- SUPPLIED RECORDS:

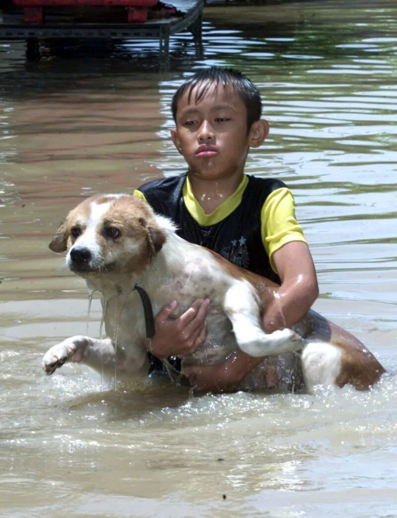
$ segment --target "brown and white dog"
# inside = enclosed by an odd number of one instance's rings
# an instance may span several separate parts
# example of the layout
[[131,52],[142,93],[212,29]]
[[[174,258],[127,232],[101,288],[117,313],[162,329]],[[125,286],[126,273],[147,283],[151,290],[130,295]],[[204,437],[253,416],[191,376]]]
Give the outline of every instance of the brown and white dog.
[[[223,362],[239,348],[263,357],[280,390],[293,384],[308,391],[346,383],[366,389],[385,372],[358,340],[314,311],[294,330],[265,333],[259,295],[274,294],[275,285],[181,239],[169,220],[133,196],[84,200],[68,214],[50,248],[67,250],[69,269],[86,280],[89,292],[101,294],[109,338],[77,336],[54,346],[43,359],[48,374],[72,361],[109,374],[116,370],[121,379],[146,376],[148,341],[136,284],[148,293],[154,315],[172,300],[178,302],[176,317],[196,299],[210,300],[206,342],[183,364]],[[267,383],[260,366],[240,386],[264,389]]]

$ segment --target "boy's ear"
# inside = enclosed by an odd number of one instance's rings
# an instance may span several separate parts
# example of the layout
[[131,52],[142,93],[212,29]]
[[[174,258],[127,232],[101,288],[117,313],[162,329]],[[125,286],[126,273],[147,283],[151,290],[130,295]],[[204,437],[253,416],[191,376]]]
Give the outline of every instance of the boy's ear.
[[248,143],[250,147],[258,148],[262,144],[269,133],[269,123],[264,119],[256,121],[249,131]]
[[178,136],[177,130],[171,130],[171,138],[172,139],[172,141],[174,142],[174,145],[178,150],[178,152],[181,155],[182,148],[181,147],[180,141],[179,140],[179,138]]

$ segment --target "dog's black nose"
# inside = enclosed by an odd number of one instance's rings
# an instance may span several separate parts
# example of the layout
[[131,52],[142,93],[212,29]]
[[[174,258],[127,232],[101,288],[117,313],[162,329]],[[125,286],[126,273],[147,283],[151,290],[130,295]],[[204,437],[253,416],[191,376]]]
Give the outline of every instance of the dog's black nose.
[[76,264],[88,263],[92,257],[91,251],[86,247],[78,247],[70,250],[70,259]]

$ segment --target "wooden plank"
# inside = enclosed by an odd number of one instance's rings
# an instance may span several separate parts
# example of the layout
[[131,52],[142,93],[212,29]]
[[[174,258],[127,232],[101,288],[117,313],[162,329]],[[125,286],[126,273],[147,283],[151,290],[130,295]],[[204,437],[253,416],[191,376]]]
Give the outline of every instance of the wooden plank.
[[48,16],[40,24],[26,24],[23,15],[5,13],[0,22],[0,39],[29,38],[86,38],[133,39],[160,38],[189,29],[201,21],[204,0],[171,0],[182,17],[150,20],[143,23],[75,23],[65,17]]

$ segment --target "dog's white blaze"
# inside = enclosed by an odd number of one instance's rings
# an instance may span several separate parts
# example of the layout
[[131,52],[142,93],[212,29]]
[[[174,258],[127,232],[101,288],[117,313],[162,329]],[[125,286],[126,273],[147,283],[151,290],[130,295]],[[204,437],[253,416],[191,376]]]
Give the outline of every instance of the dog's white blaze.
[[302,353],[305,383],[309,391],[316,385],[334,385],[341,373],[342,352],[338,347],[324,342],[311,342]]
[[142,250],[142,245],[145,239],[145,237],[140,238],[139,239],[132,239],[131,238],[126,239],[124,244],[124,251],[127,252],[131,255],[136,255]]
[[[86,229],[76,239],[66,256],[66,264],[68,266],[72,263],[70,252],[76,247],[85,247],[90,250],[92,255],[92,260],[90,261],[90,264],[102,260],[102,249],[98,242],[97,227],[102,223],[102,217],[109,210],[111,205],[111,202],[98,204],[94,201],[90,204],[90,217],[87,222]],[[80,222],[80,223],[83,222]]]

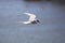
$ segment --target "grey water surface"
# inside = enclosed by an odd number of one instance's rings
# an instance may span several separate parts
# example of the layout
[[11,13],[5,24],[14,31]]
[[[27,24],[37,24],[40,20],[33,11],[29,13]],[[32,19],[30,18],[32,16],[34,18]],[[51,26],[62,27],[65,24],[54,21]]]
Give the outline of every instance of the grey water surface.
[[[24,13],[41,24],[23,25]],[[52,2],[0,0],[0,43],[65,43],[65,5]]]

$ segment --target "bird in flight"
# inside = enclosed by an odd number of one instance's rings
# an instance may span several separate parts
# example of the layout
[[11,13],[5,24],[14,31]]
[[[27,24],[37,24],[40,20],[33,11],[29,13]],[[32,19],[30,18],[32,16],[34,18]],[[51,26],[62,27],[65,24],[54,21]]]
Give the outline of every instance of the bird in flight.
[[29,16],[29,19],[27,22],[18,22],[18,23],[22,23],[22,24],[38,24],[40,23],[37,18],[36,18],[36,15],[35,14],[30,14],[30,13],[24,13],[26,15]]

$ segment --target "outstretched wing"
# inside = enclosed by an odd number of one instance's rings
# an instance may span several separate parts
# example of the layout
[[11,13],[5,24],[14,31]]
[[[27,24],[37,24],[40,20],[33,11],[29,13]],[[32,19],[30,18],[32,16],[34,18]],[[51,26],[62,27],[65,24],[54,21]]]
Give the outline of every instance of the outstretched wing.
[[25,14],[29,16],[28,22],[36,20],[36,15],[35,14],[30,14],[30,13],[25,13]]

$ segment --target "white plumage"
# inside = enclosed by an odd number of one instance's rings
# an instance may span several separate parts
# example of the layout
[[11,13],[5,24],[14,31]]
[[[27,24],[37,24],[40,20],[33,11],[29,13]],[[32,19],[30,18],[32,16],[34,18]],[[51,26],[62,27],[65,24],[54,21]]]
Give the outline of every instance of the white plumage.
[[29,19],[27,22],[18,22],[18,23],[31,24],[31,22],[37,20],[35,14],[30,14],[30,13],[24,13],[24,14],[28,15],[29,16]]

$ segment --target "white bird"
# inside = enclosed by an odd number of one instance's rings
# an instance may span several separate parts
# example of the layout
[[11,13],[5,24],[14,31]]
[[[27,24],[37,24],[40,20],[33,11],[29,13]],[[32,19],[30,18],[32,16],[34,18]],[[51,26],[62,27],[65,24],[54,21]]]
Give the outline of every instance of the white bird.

- WHAT YOU ARE ASKED TO DO: The records above are to be restated exactly, without their pictures.

- WORKED SOLUTION:
$ segment --target "brown and white dog"
# inside = enclosed by an odd number of one instance's rings
# an instance may span several separate parts
# example of the layout
[[131,52],[142,93],[212,29]]
[[[174,258],[127,232],[101,288],[117,313],[162,329]],[[125,286],[126,273],[147,283],[151,290],[130,295]],[[204,437],[253,416],[191,376]]]
Give the outline of every instance of the brown and white dog.
[[[223,362],[239,348],[263,357],[280,390],[293,384],[308,391],[346,383],[366,389],[385,372],[358,340],[314,311],[294,330],[265,333],[259,295],[274,294],[275,285],[181,239],[169,220],[133,196],[84,200],[68,214],[50,248],[67,250],[69,269],[86,280],[89,292],[101,294],[109,338],[77,336],[54,346],[43,359],[48,374],[72,361],[109,374],[116,370],[121,379],[146,376],[148,341],[136,284],[148,293],[154,315],[172,300],[178,302],[176,317],[196,299],[210,300],[206,342],[183,364]],[[267,383],[260,366],[240,386],[264,389]]]

$ segment --target "boy's ear"
# inside = enclosed by an odd number of one instance's rings
# an instance may span several separate parts
# example of the layout
[[131,52],[142,93],[212,29]]
[[[174,258],[127,232],[101,288],[117,313],[162,329]],[[125,286],[126,273],[147,283],[151,290],[130,295]],[[204,437],[253,416],[191,376]]]
Give the outline of every instance of the boy's ear.
[[248,143],[250,147],[258,148],[262,144],[269,133],[269,123],[264,119],[256,121],[249,131]]
[[178,136],[177,130],[171,130],[171,138],[172,139],[172,141],[174,142],[174,145],[178,150],[178,152],[181,155],[182,148],[181,147],[180,141],[179,140],[179,138]]

$ segment --target "dog's black nose"
# inside = enclosed by an odd number of one instance's rings
# an instance may span several separate parts
# example of the layout
[[131,52],[142,93],[212,29]]
[[[174,258],[127,232],[101,288],[117,313],[162,329]],[[125,286],[126,273],[147,283],[151,290],[130,295]],[[204,437],[253,416],[191,376]]]
Give the outline of every instance of the dog's black nose.
[[76,264],[88,263],[92,257],[91,251],[86,247],[78,247],[70,250],[70,259]]

$ segment --target "wooden plank"
# inside = enclosed by an odd number of one instance's rings
# an instance may span several separate parts
# example of the layout
[[131,52],[142,93],[212,29]]
[[[174,258],[127,232],[101,288],[117,313],[162,329]],[[125,286],[126,273],[147,283],[151,290],[130,295]],[[204,437],[253,416],[191,376]]]
Give the outline of every instance of the wooden plank.
[[48,16],[40,24],[26,24],[23,15],[5,13],[0,22],[0,39],[29,38],[86,38],[133,39],[160,38],[189,29],[201,21],[204,0],[171,0],[182,17],[150,20],[143,23],[75,23],[65,17]]

$ segment --target "dog's white blaze"
# inside = enclosed by an odd number of one instance's rings
# an instance may span several separate parts
# example of the layout
[[131,52],[142,93],[212,29]]
[[[174,258],[127,232],[101,288],[117,313],[162,329]],[[125,286],[126,273],[147,283],[151,290],[130,295]],[[204,437],[253,416],[191,376]]]
Give the outline of every instance of the dog's white blaze.
[[302,353],[305,383],[309,391],[316,385],[334,385],[341,373],[342,352],[338,347],[324,342],[311,342]]
[[142,250],[142,245],[145,239],[145,237],[140,238],[139,239],[132,239],[131,238],[126,239],[124,244],[124,251],[127,252],[131,255],[136,255]]
[[[86,229],[76,239],[66,256],[66,264],[68,266],[72,263],[70,252],[76,247],[85,247],[90,250],[92,255],[92,260],[90,261],[90,264],[102,260],[102,249],[98,242],[97,227],[102,223],[102,217],[109,210],[111,205],[111,202],[98,204],[94,201],[90,204],[90,217],[87,222]],[[80,222],[80,223],[83,222]]]

$ segment --target "grey water surface"
# inside = enclosed by an odd number of one instance's rings
# an instance may span several separate parts
# example of the layout
[[11,13],[5,24],[14,31]]
[[[27,24],[37,24],[40,20],[33,11],[29,13]],[[32,19],[30,18],[32,16],[34,18]],[[51,26],[62,27],[65,24],[54,21]]]
Give the outline of every instance of the grey water surface.
[[[24,13],[41,24],[23,25]],[[52,2],[0,0],[0,43],[65,43],[65,5]]]

$ segment --target "bird in flight"
# inside = enclosed by an odd number of one instance's rings
# an instance may span several separate parts
# example of the layout
[[11,13],[5,24],[14,31]]
[[[27,24],[37,24],[40,20],[33,11],[29,13]],[[32,19],[30,18],[32,16],[34,18]],[[51,26],[62,27],[65,24],[54,21]]]
Give the outline of every instance of the bird in flight.
[[29,16],[29,19],[27,22],[18,22],[18,23],[22,23],[22,24],[38,24],[40,23],[37,18],[36,18],[36,15],[35,14],[30,14],[30,13],[24,13],[26,15]]

$ segment --target "outstretched wing"
# inside = enclosed by an odd number of one instance's rings
# an instance may span several separate parts
# example of the layout
[[11,13],[5,24],[14,31]]
[[[27,24],[37,24],[40,20],[33,11],[29,13]],[[32,19],[30,18],[32,16],[34,18]],[[51,26],[62,27],[65,24],[54,21]]]
Give the outline of every instance of the outstretched wing.
[[25,14],[29,16],[28,22],[36,20],[36,15],[35,14],[30,14],[30,13],[25,13]]

$ segment --target "white plumage"
# inside = enclosed by an odd number of one instance's rings
# an instance may span several separate parts
# example of the layout
[[11,13],[5,24],[14,31]]
[[[27,24],[37,24],[40,20],[33,11],[29,13]],[[32,19],[30,18],[32,16],[34,18]],[[51,26],[62,27],[65,24],[54,21]]]
Give the outline of every instance of the white plumage.
[[29,19],[27,22],[18,22],[18,23],[31,24],[31,22],[37,20],[35,14],[30,14],[30,13],[24,13],[24,14],[28,15],[29,16]]

$ segment --target "white bird"
# inside = enclosed by an odd number of one instance's rings
# an instance may span several separate parts
# example of the layout
[[11,13],[5,24],[14,31]]
[[[27,24],[37,24],[40,20],[33,11],[29,13]],[[32,19],[30,18],[32,16],[34,18]],[[51,26],[62,27],[65,24],[54,21]]]
Give the outline of every instance of the white bird.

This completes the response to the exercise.